Object pointing dataset rows
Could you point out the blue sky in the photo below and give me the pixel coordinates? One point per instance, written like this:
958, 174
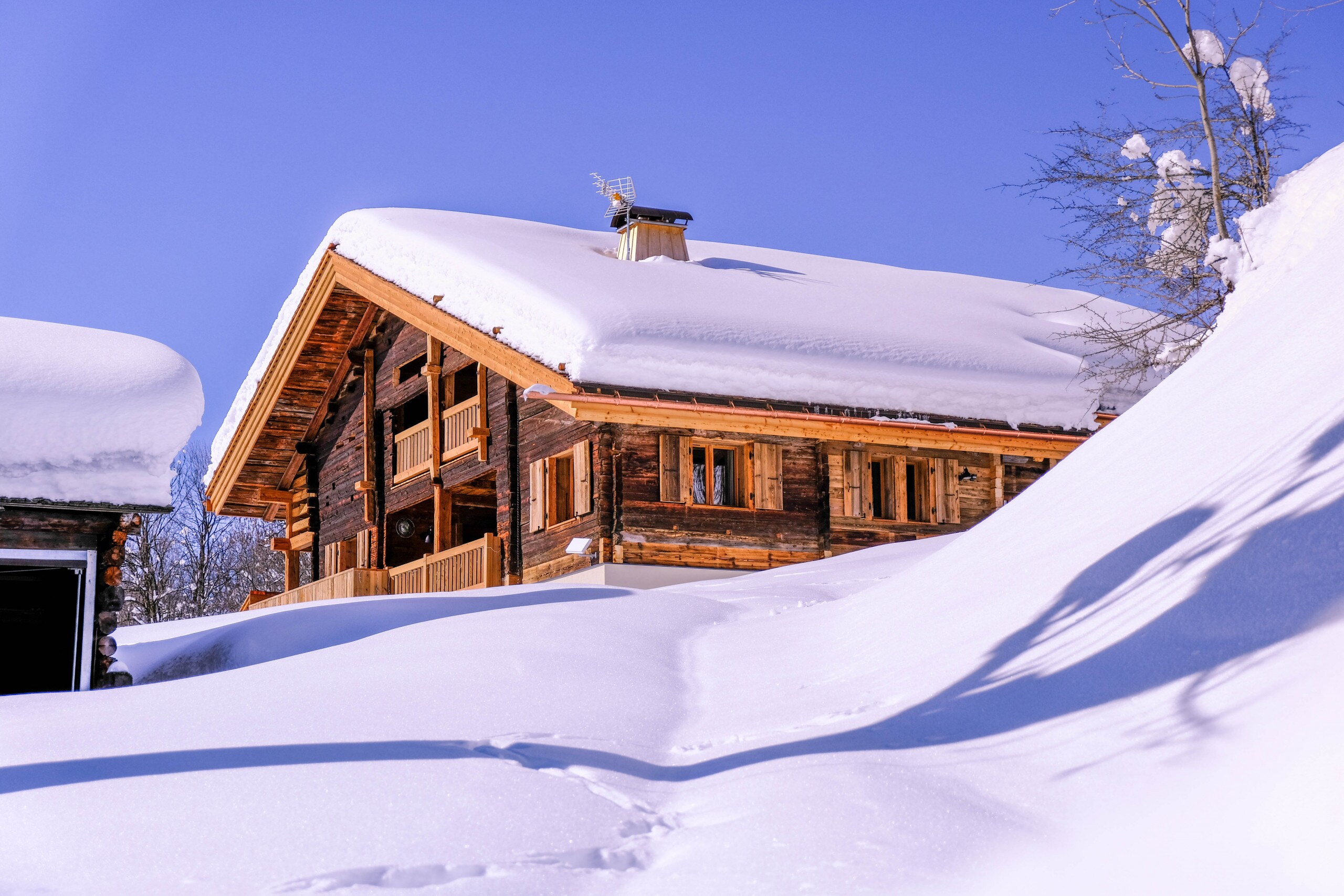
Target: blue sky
166, 168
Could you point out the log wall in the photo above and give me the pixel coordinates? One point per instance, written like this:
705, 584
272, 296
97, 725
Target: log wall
628, 520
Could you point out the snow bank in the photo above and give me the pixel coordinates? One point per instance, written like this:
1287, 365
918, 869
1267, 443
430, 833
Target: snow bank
737, 320
1124, 681
92, 416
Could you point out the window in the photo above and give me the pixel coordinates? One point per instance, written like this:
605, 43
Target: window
721, 473
411, 370
411, 413
875, 486
884, 488
716, 475
463, 385
561, 488
917, 491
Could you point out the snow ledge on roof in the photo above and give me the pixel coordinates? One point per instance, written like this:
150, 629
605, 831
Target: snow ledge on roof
92, 416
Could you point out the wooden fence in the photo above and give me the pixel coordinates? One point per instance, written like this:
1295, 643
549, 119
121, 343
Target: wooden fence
413, 446
351, 583
459, 422
475, 565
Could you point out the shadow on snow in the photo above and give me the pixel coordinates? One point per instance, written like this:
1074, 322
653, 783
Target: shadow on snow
1285, 578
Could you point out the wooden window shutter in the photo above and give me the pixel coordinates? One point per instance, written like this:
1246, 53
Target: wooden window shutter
886, 503
365, 549
898, 488
674, 477
947, 501
582, 477
855, 468
481, 388
768, 476
537, 496
835, 473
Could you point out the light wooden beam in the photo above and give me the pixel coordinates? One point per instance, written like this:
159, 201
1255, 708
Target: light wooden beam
814, 426
480, 347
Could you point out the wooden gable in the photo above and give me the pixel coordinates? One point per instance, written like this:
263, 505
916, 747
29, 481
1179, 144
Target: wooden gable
310, 366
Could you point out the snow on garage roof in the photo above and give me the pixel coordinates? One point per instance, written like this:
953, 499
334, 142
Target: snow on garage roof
736, 320
92, 416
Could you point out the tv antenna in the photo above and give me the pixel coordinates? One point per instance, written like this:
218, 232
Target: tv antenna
618, 193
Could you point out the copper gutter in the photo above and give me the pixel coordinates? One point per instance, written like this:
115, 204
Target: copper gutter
584, 398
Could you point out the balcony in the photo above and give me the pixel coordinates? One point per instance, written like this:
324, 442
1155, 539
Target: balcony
413, 446
475, 565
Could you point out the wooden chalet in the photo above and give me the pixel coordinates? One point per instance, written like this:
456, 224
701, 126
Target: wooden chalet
409, 450
92, 421
61, 593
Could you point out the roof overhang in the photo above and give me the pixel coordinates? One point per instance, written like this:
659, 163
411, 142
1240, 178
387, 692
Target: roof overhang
337, 272
609, 409
89, 507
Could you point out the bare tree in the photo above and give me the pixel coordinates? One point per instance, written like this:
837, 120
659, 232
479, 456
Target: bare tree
191, 562
1148, 218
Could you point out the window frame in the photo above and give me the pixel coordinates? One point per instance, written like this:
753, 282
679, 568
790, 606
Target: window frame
554, 492
545, 498
742, 473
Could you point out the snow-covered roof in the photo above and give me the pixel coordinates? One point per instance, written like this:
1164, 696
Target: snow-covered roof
736, 320
92, 416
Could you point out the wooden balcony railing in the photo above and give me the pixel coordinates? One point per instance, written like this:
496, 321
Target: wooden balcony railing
413, 446
351, 583
475, 565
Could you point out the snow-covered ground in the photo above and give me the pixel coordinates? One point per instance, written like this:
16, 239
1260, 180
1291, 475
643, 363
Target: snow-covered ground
92, 416
1126, 681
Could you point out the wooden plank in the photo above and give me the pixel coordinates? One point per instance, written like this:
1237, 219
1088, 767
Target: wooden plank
369, 434
670, 468
582, 477
441, 536
835, 473
768, 476
711, 558
350, 583
855, 495
537, 496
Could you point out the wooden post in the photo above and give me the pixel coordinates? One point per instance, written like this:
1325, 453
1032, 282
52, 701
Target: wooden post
291, 570
436, 437
483, 425
370, 434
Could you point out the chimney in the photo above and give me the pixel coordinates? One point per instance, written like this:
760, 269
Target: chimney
652, 231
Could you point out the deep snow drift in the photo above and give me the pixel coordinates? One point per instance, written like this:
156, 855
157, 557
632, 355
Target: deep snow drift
92, 416
737, 320
1126, 681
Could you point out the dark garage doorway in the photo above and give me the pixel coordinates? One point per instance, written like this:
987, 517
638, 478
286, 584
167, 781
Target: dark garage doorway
39, 614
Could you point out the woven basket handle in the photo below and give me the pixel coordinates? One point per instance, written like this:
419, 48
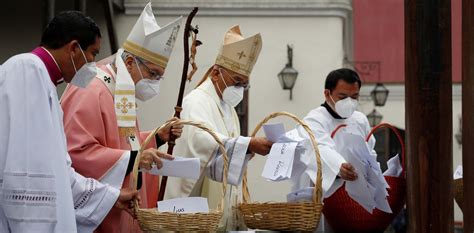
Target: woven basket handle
399, 137
317, 190
372, 131
134, 174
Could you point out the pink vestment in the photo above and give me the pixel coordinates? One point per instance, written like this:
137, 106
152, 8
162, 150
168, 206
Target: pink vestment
95, 146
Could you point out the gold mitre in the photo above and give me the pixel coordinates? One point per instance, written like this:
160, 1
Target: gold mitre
237, 53
150, 41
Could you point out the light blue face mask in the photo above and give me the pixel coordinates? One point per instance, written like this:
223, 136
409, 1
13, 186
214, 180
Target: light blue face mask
231, 95
345, 107
85, 74
145, 89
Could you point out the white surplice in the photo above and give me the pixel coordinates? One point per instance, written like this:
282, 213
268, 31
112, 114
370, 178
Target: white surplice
204, 105
39, 191
322, 124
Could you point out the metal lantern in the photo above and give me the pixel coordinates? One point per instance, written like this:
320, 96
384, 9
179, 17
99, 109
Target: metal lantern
379, 94
288, 74
374, 118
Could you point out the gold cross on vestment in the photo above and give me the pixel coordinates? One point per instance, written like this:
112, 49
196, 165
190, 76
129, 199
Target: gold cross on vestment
241, 54
124, 105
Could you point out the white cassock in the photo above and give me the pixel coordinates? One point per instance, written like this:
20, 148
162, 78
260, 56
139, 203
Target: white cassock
322, 124
39, 191
205, 106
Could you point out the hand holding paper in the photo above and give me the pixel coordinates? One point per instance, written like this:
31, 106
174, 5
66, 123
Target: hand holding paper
179, 167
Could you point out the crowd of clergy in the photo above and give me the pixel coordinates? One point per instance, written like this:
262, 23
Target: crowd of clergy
66, 163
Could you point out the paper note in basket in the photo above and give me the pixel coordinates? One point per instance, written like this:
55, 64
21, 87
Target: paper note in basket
178, 167
274, 132
184, 205
279, 164
458, 173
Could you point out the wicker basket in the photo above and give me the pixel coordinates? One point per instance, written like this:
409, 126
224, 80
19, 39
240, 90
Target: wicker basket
299, 216
346, 215
152, 220
458, 192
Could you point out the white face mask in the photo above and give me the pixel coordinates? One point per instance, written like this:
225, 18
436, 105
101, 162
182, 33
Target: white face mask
231, 95
85, 74
145, 89
345, 107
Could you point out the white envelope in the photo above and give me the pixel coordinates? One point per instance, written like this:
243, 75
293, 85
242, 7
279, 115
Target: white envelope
458, 173
304, 194
184, 205
274, 131
178, 167
279, 163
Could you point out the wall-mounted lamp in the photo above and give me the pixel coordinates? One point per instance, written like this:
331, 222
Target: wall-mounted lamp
458, 135
379, 94
288, 75
374, 118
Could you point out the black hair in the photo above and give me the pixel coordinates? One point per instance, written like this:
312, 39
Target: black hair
68, 26
345, 74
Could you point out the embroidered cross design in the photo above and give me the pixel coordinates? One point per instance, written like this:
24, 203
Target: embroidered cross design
124, 105
241, 54
107, 79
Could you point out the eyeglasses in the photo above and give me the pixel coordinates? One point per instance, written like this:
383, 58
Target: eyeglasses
153, 74
246, 86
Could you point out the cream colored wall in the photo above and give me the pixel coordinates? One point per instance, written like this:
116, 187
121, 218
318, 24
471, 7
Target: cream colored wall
317, 50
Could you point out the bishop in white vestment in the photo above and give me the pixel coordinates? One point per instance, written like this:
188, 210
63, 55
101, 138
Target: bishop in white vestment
212, 103
39, 191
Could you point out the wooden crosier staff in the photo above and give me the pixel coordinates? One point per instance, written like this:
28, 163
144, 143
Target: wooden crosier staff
188, 31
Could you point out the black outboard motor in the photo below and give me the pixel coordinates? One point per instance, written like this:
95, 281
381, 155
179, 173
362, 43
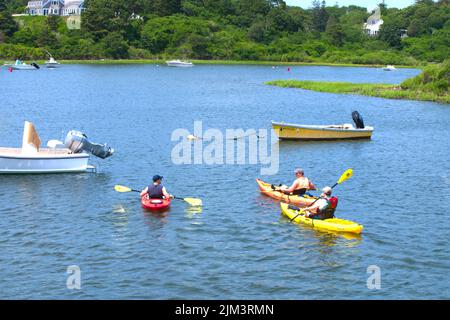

**Stated exercise:** State how many lines of the items above contain the string "ledge", giving only the number.

**Solved problem:** 2